CUDA runtime gpu initialization with theano

Question

I am trying to parallelize my NN across two GPUs following https://github.com/uoguelph-mlrg/theano_multi_gpu. I have all the dependencies, but the cuda runtime initialization fails with the following message.

ERROR (theano.sandbox.cuda): ERROR: Not using GPU. Initialisation of device 0 failed:
cublasCreate() returned this error 'the CUDA Runtime initialization failed'
Error when trying to find the memory information on the GPU: invalid device ordinal
Error allocating 24 bytes of device memory (invalid device ordinal). Driver report 0 bytes free and 0 bytes total
ERROR (theano.sandbox.cuda): ERROR: Not using GPU. Initialisation of device gpu failed:
CudaNdarray_ZEROS: allocation failed.
Process Process-1:
Traceback (most recent call last):
  File "/opt/share/Python-2.7.9/lib/python2.7/multiprocessing/process.py", line 258, in _bootstrap
    self.run()
  File "/opt/share/Python-2.7.9/lib/python2.7/multiprocessing/process.py", line 114, in run
    self._target(*self._args, **self._kwargs)
  File "/u/bsankara/nt/Git-nt/nt/train_attention.py", line 171, in launch_train
    clip_c=1.)
  File "/u/bsankara/nt/Git-nt/nt/nt.py", line 1616, in train
    import theano.sandbox.cuda
  File "/opt/share/Python-2.7.9/lib/python2.7/site-packages/theano/__init__.py", line 98, in <module>
    theano.sandbox.cuda.tests.test_driver.test_nvidia_driver1()
  File "/opt/share/Python-2.7.9/lib/python2.7/site-packages/theano/sandbox/cuda/tests/test_driver.py", line 30, in test_nvidia_driver1
    A = cuda.shared_constructor(a)
  File "/opt/share/Python-2.7.9/lib/python2.7/site-packages/theano/sandbox/cuda/var.py", line 181, in float32_shared_constructor
    enable_cuda=False)
  File "/opt/share/Python-2.7.9/lib/python2.7/site-packages/theano/sandbox/cuda/__init__.py", line 389, in use
    cuda_ndarray.cuda_ndarray.CudaNdarray.zeros((2, 3))
RuntimeError: ('CudaNdarray_ZEROS: allocation failed.', 'You asked to force this device and it failed. No fallback to the cpu or other gpu device.')

The relevant part of the code snippet is here:

from multiprocessing import Queue
import zmq
import pycuda.driver as drv
import pycuda.gpuarray as gpuarray

def train(private_args, process_env, <some other args>)
    if process_env is not None:
       os.environ = process_env

    ####
    # pycuda and zmq environment

    drv.init()
    dev = drv.Device(private_args['ind_gpu'])
    ctx = dev.make_context()
    sock = zmq.Context().socket(zmq.PAIR)

    if private_args['flag_client']:
        sock.connect('tcp://localhost:5000')
    else:
        sock.bind('tcp://*:5000')

    ####
    # import theano stuffs
    import theano.sandbox.cuda
    theano.sandbox.cuda.use(private_args['gpu'])

    import theano
    import theano.tensor as tensor
    from theano.sandbox.rng_mrg import MRG_RandomStreams as RandomStreams
    import theano.misc.pycuda_init
    import theano.misc.pycuda_utils
...

Supplied records
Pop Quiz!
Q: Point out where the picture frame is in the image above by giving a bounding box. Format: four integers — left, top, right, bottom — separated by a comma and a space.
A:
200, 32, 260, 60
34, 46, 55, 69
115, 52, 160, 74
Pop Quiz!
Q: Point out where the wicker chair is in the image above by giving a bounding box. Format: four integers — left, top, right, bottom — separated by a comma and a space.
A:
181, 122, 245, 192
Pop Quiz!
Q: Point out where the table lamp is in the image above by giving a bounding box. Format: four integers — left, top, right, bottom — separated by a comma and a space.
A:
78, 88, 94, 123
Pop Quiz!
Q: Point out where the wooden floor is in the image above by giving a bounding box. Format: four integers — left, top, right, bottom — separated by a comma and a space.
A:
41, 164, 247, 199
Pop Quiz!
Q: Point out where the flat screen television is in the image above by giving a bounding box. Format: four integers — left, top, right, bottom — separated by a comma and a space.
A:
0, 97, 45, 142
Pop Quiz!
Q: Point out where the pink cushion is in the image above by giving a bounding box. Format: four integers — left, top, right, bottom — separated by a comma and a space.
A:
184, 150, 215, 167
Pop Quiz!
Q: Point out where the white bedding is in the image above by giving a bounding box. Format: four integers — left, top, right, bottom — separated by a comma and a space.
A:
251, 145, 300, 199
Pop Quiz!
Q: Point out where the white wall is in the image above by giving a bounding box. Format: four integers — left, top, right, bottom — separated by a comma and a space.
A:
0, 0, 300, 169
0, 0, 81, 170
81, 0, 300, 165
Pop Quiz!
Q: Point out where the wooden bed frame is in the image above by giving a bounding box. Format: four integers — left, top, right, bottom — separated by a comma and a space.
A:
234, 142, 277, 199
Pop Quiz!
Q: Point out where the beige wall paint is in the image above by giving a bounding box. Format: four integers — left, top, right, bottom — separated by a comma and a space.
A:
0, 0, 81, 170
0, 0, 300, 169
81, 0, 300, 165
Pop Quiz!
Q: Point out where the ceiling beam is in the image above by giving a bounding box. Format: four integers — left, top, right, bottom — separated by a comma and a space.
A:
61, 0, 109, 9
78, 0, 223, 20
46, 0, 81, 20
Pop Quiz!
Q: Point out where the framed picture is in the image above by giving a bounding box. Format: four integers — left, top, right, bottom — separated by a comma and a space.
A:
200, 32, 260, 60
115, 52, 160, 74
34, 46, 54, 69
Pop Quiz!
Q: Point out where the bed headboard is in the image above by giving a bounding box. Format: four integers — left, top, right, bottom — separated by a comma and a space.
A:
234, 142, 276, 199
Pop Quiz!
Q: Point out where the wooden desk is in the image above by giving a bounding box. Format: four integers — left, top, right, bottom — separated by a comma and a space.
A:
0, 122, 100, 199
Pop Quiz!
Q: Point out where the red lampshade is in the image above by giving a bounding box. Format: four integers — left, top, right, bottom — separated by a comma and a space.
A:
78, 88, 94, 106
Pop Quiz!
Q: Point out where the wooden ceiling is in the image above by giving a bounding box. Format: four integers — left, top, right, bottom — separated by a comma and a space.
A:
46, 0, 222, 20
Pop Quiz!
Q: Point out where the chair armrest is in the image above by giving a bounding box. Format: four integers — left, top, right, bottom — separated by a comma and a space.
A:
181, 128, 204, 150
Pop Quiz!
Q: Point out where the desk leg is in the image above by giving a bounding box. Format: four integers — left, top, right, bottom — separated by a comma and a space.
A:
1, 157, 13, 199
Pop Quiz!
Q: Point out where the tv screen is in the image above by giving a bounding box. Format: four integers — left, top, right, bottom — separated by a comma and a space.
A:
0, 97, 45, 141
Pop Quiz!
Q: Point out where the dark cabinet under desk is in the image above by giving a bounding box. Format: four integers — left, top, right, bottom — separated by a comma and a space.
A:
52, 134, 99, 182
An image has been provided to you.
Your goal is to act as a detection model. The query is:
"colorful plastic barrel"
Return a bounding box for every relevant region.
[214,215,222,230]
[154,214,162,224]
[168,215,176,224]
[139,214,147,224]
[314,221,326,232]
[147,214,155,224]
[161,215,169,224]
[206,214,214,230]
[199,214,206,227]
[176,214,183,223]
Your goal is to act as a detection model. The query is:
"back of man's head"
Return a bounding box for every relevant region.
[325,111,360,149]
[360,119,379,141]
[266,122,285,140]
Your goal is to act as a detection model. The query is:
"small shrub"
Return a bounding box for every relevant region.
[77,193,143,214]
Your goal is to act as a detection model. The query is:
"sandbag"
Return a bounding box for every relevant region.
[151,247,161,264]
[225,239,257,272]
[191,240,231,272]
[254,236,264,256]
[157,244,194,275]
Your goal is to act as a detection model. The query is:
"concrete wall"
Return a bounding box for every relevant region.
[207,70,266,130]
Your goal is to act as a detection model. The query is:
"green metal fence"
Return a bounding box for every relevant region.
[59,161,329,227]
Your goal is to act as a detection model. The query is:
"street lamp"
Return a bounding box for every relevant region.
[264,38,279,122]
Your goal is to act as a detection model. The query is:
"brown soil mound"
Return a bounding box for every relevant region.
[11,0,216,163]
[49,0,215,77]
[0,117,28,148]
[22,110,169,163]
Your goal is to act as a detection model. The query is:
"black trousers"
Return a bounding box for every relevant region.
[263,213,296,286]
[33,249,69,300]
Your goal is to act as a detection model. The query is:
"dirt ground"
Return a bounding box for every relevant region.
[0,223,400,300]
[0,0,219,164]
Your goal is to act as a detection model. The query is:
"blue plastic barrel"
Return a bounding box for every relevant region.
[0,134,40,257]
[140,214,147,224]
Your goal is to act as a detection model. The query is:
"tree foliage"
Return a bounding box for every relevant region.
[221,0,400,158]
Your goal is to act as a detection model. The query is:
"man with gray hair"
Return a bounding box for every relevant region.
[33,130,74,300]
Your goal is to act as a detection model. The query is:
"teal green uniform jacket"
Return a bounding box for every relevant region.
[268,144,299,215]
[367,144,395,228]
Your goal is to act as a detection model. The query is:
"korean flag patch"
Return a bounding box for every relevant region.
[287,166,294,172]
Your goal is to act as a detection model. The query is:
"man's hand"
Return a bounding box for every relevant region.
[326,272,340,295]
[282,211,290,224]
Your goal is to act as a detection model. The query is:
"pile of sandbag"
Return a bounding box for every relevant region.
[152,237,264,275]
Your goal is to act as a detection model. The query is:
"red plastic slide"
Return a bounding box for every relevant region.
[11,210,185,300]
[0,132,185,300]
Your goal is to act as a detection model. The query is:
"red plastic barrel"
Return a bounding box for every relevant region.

Written task
Carry the Theano CUDA initialization thread forward from its final line.

Result below
The error is triggered when it imports theano.sandbox.cuda. And this is where, I launch the training function as two processes.

def launch_train(curr_args, process_env, curr_queue, oth_queue):
    trainerr, validerr, testerr = train(private_args=curr_args,
                                        process_env=process_env,
                                         ...)

process1_env = os.environ.copy()
process1_env['THEANO_FLAGS'] = "cuda.root=/opt/share/cuda-7.0,device=gpu0,floatX=float32,on_unused_input=ignore,optimizer=fast_run,exception_verbosity=high,compiledir=/u/bsankara/.theano/NT_multi_GPU1"
process2_env = os.environ.copy()
process2_env['THEANO_FLAGS'] = "cuda.root=/opt/share/cuda-7.0,device=gpu1,floatX=float32,on_unused_input=ignore,optimizer=fast_run,exception_verbosity=high,compiledir=/u/bsankara/.theano/NT_multi_GPU2"

p = Process(target=launch_train,
                args=(p_args, process1_env, queue_p, queue_q))
q = Process(target=launch_train,
                args=(q_args, process2_env, queue_q, queue_p))

p.start()
q.start()
p.join()
q.join()

The import statement however seem to work if I try to initialize the gpu interactively in Python. I executed the first 20 lines of the train() and it worked fine there and also correctly assigned me to gpu0 as I requested.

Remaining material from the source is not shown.